*** Begin section ***
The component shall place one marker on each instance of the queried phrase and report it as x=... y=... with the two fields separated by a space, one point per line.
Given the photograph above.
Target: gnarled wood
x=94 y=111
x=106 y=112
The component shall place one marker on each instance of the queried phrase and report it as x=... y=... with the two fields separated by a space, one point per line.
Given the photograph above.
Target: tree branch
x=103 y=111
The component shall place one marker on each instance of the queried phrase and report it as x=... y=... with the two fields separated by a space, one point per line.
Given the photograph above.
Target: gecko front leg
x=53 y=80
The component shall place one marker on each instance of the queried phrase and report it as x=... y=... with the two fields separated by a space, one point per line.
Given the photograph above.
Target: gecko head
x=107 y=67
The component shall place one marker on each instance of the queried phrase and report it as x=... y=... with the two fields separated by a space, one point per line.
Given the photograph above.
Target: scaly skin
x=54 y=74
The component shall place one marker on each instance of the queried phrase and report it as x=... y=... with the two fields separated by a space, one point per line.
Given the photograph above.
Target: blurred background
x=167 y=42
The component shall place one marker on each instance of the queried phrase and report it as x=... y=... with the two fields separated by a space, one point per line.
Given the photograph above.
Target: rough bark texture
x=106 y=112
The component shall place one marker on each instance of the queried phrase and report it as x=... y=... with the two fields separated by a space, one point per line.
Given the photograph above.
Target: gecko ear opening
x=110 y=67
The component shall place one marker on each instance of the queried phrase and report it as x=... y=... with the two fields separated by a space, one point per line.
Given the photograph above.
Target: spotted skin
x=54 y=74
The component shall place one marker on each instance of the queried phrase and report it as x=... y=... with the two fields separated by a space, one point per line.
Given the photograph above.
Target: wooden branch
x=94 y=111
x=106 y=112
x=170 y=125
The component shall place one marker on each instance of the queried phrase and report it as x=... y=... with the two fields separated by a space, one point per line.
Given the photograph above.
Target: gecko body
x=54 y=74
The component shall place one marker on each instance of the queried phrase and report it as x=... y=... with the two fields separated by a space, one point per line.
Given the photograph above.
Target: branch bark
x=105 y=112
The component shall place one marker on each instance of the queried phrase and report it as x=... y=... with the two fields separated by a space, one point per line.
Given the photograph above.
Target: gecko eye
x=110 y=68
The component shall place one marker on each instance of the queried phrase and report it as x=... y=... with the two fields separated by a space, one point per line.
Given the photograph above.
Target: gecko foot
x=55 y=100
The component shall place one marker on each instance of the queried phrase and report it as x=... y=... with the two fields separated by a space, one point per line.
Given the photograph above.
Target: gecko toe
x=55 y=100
*** End section ***
- Assigned task
Exact reproduction of the whole material is the required answer.

- Solution
The component shall place one marker on each instance of the queried phrase and report it as x=... y=... with the two fields separated by a space, one point per line.
Given the photograph above.
Target: gnarled wood
x=94 y=111
x=106 y=112
The component shall place one marker on each instance of the queried phrase and report it as x=... y=... with the two fields separated by a space, one point per line.
Given the photograph above.
Target: tree branch
x=103 y=111
The component shall place one marker on each instance of the queried phrase and report it as x=... y=... with the two fields separated by a space, one point per line.
Given the photograph above.
Target: gecko front leg
x=53 y=80
The component shall place one marker on each instance of the queried phrase and report it as x=... y=... with the two fields separated by a space, one point per line.
Given the photograph above.
Target: gecko head
x=107 y=67
The component shall place one marker on each instance of the queried phrase and report it as x=... y=... with the two fields separated by a space, one point per line.
Given the photograph above.
Target: scaly skin
x=54 y=74
The component shall place one marker on each instance of the queried phrase and report it as x=... y=... with the two fields separated by a space, one point per line.
Given the photograph above.
Target: blurred background
x=167 y=42
The component shall place one marker on each instance of the queried phrase and report it as x=... y=... with the two fields separated by a space, one point per line.
Given the photograph above.
Target: rough bark texture
x=106 y=112
The component shall place one marker on each instance of the queried phrase and report it as x=... y=... with the two fields separated by a space, one point per line.
Given the photograph above.
Target: gecko ear opening
x=110 y=67
The component shall place one marker on each instance of the queried phrase and report it as x=... y=... with the two fields separated by a space, one point per line.
Given the photograph above.
Target: spotted skin
x=54 y=74
The component shall place one marker on each instance of the queried phrase and report it as x=... y=... with the two fields separated by a space, one point per line.
Given the photograph above.
Target: wooden branch
x=94 y=111
x=106 y=112
x=170 y=125
The component shall place one marker on each instance of the queried phrase and report it as x=... y=... with the two fields separated by a space, one point per line.
Given the photograph above.
Target: gecko body
x=54 y=74
The component shall place one marker on each instance of the queried phrase and report it as x=... y=... with the two fields separated by a space, one point per line.
Given the photograph above.
Target: branch bark
x=105 y=112
The component shall place one marker on each instance of the queried phrase and report it as x=... y=... with the two fields separated by a space, one point per line.
Given the photograph above.
Target: gecko eye
x=110 y=68
The component shall place one marker on each instance of the queried phrase and report it as x=... y=... with the two fields separated by a space, one point per line.
Given the photograph above.
Target: gecko foot
x=55 y=100
The component shall place one marker on each instance of the queried phrase and report it as x=... y=... with the two fields separated by a space, one point per line.
Given the photograph above.
Target: gecko toe
x=55 y=100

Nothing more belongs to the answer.